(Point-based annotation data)

>> Start

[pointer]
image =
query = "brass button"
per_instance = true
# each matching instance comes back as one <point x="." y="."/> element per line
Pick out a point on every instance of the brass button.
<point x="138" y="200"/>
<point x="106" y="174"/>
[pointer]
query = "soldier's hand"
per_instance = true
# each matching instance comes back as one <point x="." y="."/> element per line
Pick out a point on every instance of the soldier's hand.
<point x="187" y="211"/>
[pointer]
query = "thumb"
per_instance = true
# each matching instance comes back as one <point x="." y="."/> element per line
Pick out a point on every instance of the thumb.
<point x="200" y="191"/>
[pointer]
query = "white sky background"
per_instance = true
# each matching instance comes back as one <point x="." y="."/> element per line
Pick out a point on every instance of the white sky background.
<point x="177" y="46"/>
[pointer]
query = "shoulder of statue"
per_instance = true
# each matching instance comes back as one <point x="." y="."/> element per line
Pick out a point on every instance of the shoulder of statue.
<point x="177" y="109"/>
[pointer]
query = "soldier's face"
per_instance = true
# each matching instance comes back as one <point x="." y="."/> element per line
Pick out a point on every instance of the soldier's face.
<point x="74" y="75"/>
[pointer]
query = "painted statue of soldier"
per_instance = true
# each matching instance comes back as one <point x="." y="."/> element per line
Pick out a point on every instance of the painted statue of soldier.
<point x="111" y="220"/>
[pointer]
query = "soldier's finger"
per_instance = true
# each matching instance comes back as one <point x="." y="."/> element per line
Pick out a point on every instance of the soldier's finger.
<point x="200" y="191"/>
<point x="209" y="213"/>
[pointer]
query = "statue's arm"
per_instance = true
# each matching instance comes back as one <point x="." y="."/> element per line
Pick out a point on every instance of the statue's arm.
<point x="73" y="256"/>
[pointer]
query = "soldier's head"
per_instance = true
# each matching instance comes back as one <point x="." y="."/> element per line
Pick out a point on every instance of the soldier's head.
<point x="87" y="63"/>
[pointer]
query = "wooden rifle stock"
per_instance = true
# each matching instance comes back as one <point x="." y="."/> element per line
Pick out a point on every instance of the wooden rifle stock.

>> End

■ **DIRECTIONS FOR THIS TASK**:
Locate every line of the data above that contains the word "white", and copy each such line.

■ **RESULT BELOW**:
query = "white sky background"
Pick out a point on every instance of the white sky background.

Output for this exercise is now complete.